**PROBLEM REQUIREMENTS**
Only those lines in the data below from the line containing "Query: blurred white flower" through the line containing "Query: flower cluster", both included, should be restated word for word.

::: TASK MATERIAL

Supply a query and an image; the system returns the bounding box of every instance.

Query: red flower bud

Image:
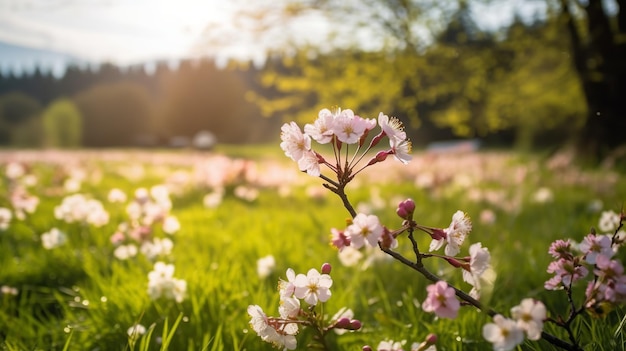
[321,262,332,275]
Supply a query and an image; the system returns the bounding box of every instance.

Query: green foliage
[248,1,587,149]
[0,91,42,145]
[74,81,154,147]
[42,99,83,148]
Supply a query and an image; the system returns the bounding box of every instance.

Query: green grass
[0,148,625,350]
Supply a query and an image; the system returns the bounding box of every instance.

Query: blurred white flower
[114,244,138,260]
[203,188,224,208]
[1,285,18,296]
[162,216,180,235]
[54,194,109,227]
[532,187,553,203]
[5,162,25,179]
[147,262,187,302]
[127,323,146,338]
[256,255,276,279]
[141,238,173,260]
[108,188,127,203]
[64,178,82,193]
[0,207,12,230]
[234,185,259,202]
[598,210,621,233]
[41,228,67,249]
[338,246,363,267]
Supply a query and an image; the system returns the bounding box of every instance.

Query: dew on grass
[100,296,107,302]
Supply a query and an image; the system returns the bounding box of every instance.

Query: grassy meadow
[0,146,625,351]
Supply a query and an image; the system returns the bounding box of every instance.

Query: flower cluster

::::::
::: TASK MATERIAL

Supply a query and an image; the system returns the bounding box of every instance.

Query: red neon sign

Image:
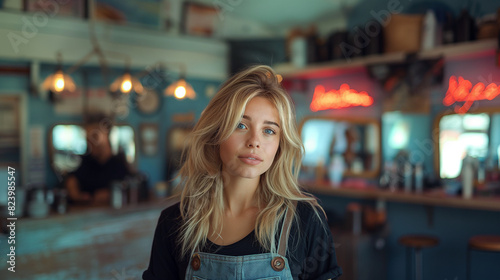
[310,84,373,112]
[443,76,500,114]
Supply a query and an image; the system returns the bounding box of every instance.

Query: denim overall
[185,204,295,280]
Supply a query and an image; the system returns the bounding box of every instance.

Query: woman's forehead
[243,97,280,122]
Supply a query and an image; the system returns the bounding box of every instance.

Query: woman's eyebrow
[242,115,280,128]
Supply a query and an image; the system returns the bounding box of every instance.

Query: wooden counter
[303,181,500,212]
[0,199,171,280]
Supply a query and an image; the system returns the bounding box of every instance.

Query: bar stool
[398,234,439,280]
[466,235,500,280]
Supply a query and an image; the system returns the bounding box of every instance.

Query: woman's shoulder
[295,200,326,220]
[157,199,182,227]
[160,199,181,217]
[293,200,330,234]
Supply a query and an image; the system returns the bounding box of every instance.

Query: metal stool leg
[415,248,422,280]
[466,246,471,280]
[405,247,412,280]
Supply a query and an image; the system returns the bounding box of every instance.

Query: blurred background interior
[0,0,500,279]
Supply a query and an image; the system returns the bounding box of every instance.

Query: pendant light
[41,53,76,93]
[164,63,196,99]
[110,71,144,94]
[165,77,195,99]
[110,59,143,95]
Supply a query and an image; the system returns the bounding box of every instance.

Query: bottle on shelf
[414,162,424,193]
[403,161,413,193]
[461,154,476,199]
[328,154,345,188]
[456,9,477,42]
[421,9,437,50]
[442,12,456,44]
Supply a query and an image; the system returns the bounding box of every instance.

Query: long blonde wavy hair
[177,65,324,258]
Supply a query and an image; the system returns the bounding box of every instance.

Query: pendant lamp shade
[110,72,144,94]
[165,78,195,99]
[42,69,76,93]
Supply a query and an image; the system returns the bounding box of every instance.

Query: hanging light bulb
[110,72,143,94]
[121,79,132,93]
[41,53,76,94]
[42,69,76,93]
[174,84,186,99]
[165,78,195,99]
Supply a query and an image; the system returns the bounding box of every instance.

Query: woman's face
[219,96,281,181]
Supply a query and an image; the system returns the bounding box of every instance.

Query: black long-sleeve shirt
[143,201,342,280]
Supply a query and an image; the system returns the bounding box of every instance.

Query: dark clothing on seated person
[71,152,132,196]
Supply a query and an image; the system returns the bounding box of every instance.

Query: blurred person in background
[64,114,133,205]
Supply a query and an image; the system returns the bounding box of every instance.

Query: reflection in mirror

::::::

**OUTPUT FOR THIS EXERCISE**
Query: blurred white flower
[114,244,138,260]
[203,188,224,208]
[1,285,18,296]
[162,216,180,235]
[54,194,109,227]
[532,187,553,203]
[5,162,25,179]
[147,262,187,302]
[127,323,146,338]
[256,255,276,279]
[141,238,173,260]
[108,188,127,203]
[64,178,82,193]
[0,207,12,230]
[234,185,259,202]
[598,210,621,233]
[41,228,67,249]
[338,246,363,267]
Supply a query and an image; the system returns the bounding box of every instance.

Query: dew on grass
[100,296,107,302]
Supply a query and an image; the system returns the bounding box of every instance.

Query: grassy meadow
[0,146,625,351]
Supply a query and an image; the system returns the bounding box of every instance.

Query: flower cluster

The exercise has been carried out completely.